Extrait du texte ::
La viticulture a longtemps pratiqué le marketing de l'offre. Il est temps qu'elle découvre les enseignements du marketing de la demande.
On reproche à la viticulture de ne rien y connaître en marketing. C'est excessif. Il serait plus juste de dire qu'elle pratique uniquement le marketing de l'offre. Elle suppose que c'est aux producteurs d'imaginer et de définir leurs vins. Forte de cette vision des choses, la viticulture d'AOC a inventé une diversité de styles dans une multitude d'appellations. Beaucoup sont des modèles, copiés et enviés dans le monde entier. Pour se renouveler, la viticulture a exploré et révélé l'infinie variété des terroirs. Mais elle a fini par bâtir un système tellement complexe et confus de hiérarchisation que les consommateurs s'y perdent.
Par excès d'assurance, et malheureusement aussi de prétention, elle a cru qu'il suffisait qu'un vin provienne d'une aire d'appellation pour qu'il soit d'appellation d'origine contrôlée. Les consommateurs n'entendent pas les choses de cette oreille ! Lorsqu'ils achètent un produit, ils ne veulent pas se tromper.
L'Interprofession des Côtes du Rhône et le Syndicat de Chinon l'ont constaté. Tous deux ont soumis leurs vins à des consommateurs.

Données fournies ::
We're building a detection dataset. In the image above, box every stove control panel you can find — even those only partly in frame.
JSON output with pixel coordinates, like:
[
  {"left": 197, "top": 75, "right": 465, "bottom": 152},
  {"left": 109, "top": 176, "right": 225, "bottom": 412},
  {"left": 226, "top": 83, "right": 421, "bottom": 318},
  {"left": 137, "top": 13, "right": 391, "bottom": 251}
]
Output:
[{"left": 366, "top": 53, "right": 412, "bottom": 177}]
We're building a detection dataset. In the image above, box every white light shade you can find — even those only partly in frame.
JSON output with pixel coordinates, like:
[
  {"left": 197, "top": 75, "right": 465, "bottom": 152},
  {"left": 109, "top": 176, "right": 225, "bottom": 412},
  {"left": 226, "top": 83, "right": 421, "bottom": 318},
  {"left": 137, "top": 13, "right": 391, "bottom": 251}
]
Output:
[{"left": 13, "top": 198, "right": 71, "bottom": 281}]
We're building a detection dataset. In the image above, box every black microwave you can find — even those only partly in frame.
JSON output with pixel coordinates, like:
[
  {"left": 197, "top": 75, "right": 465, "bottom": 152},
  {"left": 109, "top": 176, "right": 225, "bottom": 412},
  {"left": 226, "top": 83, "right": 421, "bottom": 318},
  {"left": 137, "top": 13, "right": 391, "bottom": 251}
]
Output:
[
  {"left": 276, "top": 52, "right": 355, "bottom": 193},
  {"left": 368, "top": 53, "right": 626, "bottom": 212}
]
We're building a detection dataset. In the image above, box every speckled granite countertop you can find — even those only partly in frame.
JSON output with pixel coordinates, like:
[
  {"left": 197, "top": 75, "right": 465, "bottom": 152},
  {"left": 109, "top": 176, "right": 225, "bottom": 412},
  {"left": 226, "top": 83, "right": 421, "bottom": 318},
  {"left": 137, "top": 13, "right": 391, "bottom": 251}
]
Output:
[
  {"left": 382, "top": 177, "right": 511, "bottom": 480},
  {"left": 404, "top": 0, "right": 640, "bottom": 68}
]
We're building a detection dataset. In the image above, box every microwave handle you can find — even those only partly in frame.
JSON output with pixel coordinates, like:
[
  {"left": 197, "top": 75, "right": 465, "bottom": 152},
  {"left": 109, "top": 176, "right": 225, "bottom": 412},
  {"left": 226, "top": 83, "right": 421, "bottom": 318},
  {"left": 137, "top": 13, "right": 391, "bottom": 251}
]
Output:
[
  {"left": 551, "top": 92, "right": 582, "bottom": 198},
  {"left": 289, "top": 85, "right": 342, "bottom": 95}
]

Consigne 1 :: Réécrivez le passage du texte sur la viticulture allant de « La viticulture a longtemps » à « consommateurs s'y perdent. », en remplaçant « marketing de l'offre » par « marketing de la production ».
Consigne 2 :: Relevez tous les verbes conjugués au passé composé dans le texte sur la viticulture.
Consigne 3 ::
Répondez aux questions suivantes à partir du texte sur la viticulture.
(a) Quel type de marketing la viticulture pratique-t-elle uniquement ?
(b) À qui la viticulture attribue-t-elle la tâche d'imaginer et de définir les vins ?
(c) Quels deux organismes ont soumis leurs vins à des consommateurs ?

Corrigé détaillé 1 ::
La viticulture a longtemps pratiqué le marketing de la production. Il est temps qu'elle découvre les enseignements du marketing de la demande.
On reproche à la viticulture de ne rien y connaître en marketing. C'est excessif. Il serait plus juste de dire qu'elle pratique uniquement le marketing de la production. Elle suppose que c'est aux producteurs d'imaginer et de définir leurs vins. Forte de cette vision des choses, la viticulture d'AOC a inventé une diversité de styles dans une multitude d'appellations. Beaucoup sont des modèles, copiés et enviés dans le monde entier. Pour se renouveler, la viticulture a exploré et révélé l'infinie variété des terroirs. Mais elle a fini par bâtir un système tellement complexe et confus de hiérarchisation que les consommateurs s'y perdent.

Corrigé détaillé 2 :: a (longtemps) pratiqué ; a inventé ; a exploré ; (a) révélé ; a fini ; a cru ; ont constaté ; ont soumis

Corrigé détaillé 3 ::
(a) Le marketing de l'offre.
(b) Aux producteurs.
(c) L'Interprofession des Côtes du Rhône et le Syndicat de Chinon.